__Exercise details__
Output all the data exactly. Pictures do not belong in the copy.

__Supplied material__
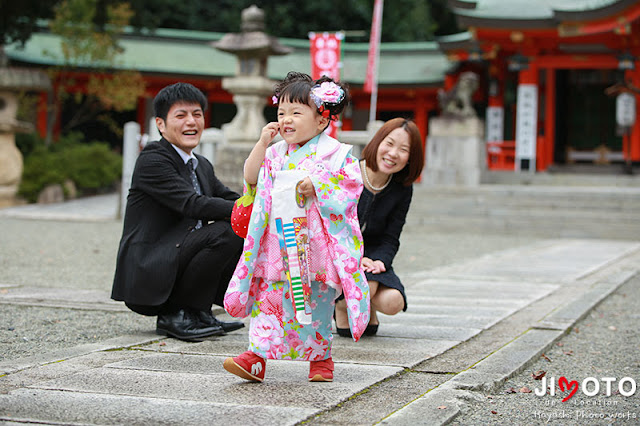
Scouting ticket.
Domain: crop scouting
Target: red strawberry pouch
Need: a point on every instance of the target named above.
(241, 212)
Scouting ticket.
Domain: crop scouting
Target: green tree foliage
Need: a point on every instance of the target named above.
(403, 20)
(93, 167)
(89, 30)
(18, 19)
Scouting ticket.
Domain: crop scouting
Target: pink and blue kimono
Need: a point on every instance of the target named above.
(300, 255)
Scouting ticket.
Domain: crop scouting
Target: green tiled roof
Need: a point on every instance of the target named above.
(168, 51)
(524, 10)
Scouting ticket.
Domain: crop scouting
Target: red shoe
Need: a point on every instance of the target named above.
(321, 371)
(248, 365)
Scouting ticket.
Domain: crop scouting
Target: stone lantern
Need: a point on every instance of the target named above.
(250, 88)
(12, 82)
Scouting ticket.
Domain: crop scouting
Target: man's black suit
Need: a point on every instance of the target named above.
(161, 259)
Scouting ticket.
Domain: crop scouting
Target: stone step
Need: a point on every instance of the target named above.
(487, 197)
(549, 211)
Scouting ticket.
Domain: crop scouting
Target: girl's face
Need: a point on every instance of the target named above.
(299, 122)
(393, 151)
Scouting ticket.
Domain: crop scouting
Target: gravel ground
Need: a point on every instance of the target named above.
(604, 344)
(81, 255)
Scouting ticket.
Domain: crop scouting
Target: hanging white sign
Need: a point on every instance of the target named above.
(625, 109)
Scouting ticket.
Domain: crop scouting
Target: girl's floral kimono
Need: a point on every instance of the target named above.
(260, 284)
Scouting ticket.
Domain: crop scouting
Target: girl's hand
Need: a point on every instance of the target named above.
(373, 266)
(268, 133)
(305, 187)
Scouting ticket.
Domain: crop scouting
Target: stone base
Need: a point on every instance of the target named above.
(455, 151)
(8, 196)
(229, 166)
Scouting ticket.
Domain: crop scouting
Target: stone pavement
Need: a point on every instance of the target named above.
(471, 324)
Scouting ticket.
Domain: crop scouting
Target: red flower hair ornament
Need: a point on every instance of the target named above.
(324, 96)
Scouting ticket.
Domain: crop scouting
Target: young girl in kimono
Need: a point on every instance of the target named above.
(303, 246)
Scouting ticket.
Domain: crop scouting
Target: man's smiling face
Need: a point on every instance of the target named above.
(183, 126)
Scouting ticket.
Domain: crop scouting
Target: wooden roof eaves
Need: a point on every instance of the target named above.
(511, 24)
(604, 12)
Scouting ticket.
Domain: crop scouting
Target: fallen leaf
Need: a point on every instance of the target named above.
(538, 375)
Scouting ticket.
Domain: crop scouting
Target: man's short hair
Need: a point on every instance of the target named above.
(178, 92)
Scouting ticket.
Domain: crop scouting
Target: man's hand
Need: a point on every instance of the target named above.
(373, 266)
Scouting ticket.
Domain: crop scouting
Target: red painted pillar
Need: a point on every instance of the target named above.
(142, 114)
(548, 142)
(43, 113)
(633, 76)
(420, 114)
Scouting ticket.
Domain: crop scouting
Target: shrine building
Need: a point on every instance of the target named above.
(550, 71)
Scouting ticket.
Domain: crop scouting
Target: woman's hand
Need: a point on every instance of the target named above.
(305, 187)
(373, 266)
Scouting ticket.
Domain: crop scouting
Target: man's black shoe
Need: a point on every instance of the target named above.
(207, 318)
(185, 326)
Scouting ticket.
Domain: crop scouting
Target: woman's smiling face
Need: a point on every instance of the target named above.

__Result__
Scouting ticket.
Domain: crop scouting
Target: red strawberry pouch
Need: a point on every instance of the target named above.
(241, 212)
Scouting ticket.
Domain: crop scouting
Target: green tree foliage
Need: a point on every instance of the target named above.
(403, 20)
(93, 167)
(89, 30)
(18, 19)
Scouting ticket.
Domain: crop scouting
Target: pink and blue kimono
Need: a point on every instance of the target named above.
(300, 255)
Scouting ticket.
Domain: crop scouting
Target: green tiled roof
Need: a point on every instance of the target named above.
(168, 51)
(524, 10)
Scouting ticket.
Domain: crop scouting
Target: red shoe
Need: a point on every instance of the target named above.
(321, 371)
(248, 365)
Scouting ticket.
Domain: crop scouting
Target: stone lantern
Need: a point on every instance of the target named above.
(250, 88)
(12, 82)
Scouting ticket.
Domain: crop scouting
Target: man's black suit
Need: a point on every instance of the target named above.
(161, 259)
Scouting ticket.
Domain: crop scouting
Target: stone step
Need: a point on every instance of the target named above.
(487, 197)
(549, 211)
Scouting ticket.
Domain: crop scouting
Target: girl's face
Need: a point on every instance of the target named above.
(299, 122)
(393, 151)
Scouting ticket.
Domain: crop scouting
Target: gravel ground
Need: a point on every instance of the target named above.
(604, 344)
(81, 255)
Scouting ticket.
Domain: crop scouting
Target: hanging white sign
Need: a point on every instance of the target named above.
(625, 109)
Scouting ticket.
Domain: crop scouting
Target: girl's floral kimono
Need: a point on every instance of the target named above.
(260, 284)
Scouting ticket.
Domain: crop scouting
Target: girl's hand
Need: a point on every instance of the target named above.
(373, 266)
(268, 133)
(305, 187)
Scouting ticket.
Domain: crop scouting
Target: stone base
Need: a point on every instance of the target named above.
(455, 151)
(8, 196)
(229, 166)
Scouting ticket.
Domain: crop scouting
Target: stone pavement
Need: a point on every instance of the target named above.
(471, 324)
Scouting ticket.
Domain: crop scouting
Target: red flower hair ornament
Need: a point on every instance of the target named above.
(324, 96)
Scouting ticket.
Domain: crop scouting
Target: young girl in kimono
Need: a point on every instance of the target named above.
(303, 246)
Scouting ticket.
Domain: crop scouting
Target: man's smiling face
Need: a point on every instance of the target named above.
(183, 126)
Scouting ticket.
Domain: crop scouting
Target: wooden roof eaves
Need: a point on every instance of the target named above.
(511, 24)
(604, 12)
Scouting ticket.
Domain: crop scouting
Target: fallen leaf
Need: a point on every instance of the target named above.
(538, 375)
Scouting ticket.
Domain: crop scouting
Target: man's short hair
Need: a point on every instance of the target named above.
(178, 92)
Scouting ticket.
Domain: crop scouting
Target: man's hand
Need: a point on every instance of the target named above.
(373, 266)
Scouting ticket.
Domain: crop scouting
Target: red painted pillar
Need: a point on every instance of the target named above.
(142, 114)
(548, 142)
(43, 113)
(633, 76)
(420, 114)
Scouting ticket.
Domain: crop scouting
Target: shrine building
Need: a point on every instance of the target named above.
(550, 71)
Scouting ticket.
Domain: crop scouting
Target: woman's hand
Need: a point on every instance of the target named above.
(305, 187)
(373, 266)
Scouting ticket.
Domain: crop scouting
Target: man's black shoe
Need: a point on every instance of the target named above.
(207, 318)
(185, 326)
Scouting ticket.
Domain: crop scouting
Target: woman's smiling face
Need: a point on every instance of the target named above.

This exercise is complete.